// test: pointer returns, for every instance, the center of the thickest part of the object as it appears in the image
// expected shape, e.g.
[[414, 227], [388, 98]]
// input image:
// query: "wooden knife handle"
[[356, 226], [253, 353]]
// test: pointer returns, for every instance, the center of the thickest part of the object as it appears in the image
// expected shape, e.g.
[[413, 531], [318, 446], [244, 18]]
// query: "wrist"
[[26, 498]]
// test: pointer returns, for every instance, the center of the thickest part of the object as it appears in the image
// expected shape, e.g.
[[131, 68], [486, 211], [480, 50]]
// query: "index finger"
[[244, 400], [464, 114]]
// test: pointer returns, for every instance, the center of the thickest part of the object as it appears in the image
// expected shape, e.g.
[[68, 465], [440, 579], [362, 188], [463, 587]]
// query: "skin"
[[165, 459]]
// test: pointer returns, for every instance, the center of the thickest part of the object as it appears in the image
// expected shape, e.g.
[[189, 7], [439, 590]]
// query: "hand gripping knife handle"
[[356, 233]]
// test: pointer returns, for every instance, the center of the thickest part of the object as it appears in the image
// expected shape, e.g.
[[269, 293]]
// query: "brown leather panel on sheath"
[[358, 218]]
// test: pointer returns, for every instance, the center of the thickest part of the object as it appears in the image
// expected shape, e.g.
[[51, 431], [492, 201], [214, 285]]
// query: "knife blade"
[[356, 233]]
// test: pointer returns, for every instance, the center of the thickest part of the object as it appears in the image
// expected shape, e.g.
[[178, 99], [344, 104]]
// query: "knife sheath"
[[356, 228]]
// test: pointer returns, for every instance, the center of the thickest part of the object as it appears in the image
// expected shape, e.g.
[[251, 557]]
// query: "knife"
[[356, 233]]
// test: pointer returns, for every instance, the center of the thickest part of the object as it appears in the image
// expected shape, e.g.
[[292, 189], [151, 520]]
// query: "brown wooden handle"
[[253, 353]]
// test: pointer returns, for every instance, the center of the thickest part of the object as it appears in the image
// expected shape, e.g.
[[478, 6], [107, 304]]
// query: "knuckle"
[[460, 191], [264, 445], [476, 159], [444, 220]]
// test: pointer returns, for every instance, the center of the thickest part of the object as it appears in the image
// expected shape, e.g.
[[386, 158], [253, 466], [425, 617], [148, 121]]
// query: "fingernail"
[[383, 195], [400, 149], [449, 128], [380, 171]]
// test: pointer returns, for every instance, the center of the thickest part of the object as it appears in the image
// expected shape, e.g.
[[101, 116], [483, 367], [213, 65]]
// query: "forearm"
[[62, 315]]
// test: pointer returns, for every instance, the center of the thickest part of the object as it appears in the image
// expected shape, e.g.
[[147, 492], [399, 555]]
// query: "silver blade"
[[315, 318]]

○ ○ ○

→ PROMPT
Return the listing exactly as it was given to you, with every line intact.

→ EXERCISE OUTPUT
// test: pointer returns, for every instance, the center of the thickest part of the object as it appears in the image
// expected shape, e.g.
[[414, 227], [388, 98]]
// input image:
// query: "wooden knife handle"
[[356, 226], [253, 353]]
// test: pointer returns, for every instance, the center of the thickest part of the object as it appears in the image
// expected shape, e.g.
[[413, 531], [318, 446], [244, 18]]
// query: "wrist"
[[26, 498]]
// test: pointer returns, for every instance, the center of the thickest part of the object as it appears in the image
// expected shape, e.g.
[[131, 68], [486, 211], [480, 50]]
// query: "index finger"
[[244, 400], [464, 114]]
// test: pointer returns, for every instance, the center of the thickest part of the object as it appears in the image
// expected shape, e.g.
[[68, 465], [440, 579], [362, 188], [463, 587]]
// query: "skin"
[[165, 459]]
// test: pointer returns, for every instance, the center of the thickest part of the object as it appears in the image
// expected shape, e.g.
[[189, 7], [439, 590]]
// query: "hand gripping knife handle"
[[356, 233]]
// test: pointer returns, for every instance, the center of the thickest part of the object as it appears in the image
// expected shape, e.g.
[[269, 293]]
// query: "brown leather panel on sheath"
[[358, 218]]
// test: pointer returns, for every instance, the center of the thickest part of the object as it appears in the image
// expected shape, e.g.
[[51, 431], [492, 201], [214, 285]]
// query: "knife blade"
[[356, 233]]
// test: pointer returns, for every instance, the center of the thickest part of the object as it appears in the image
// expected shape, e.g.
[[178, 99], [344, 104]]
// query: "knife sheath"
[[356, 228]]
// test: pointer returns, for every instance, the center of the thickest part of the object as it appears in the image
// expected shape, e.g.
[[251, 557]]
// query: "knife"
[[356, 233]]
// test: pointer returns, for every instance, the center of the thickest part of the object as it appears in the image
// expected shape, e.g.
[[292, 189], [151, 520]]
// query: "brown wooden handle"
[[253, 353]]
// test: pointer returns, for every instance, the center of the thickest part of the object as it appears in the image
// expected shape, e.g.
[[478, 6], [107, 304]]
// query: "knuckle"
[[460, 191], [264, 445], [476, 159], [444, 220]]
// test: pointer returns, for every instance, the center of the thickest part of the object as it appears in the image
// expected shape, e.g.
[[386, 158], [253, 466], [425, 617], [148, 121]]
// query: "fingernail"
[[383, 195], [400, 149], [449, 128], [380, 171]]
// test: pointer returns, for every instance, the center of the thickest part of the object as it appears in the image
// expected shape, e.g.
[[101, 116], [483, 367], [213, 65]]
// query: "forearm"
[[62, 315]]
// test: pointer returns, for every instance, the center of the thickest part of the object as it appears in the image
// expected shape, e.g.
[[147, 492], [399, 555]]
// query: "silver blade"
[[315, 318]]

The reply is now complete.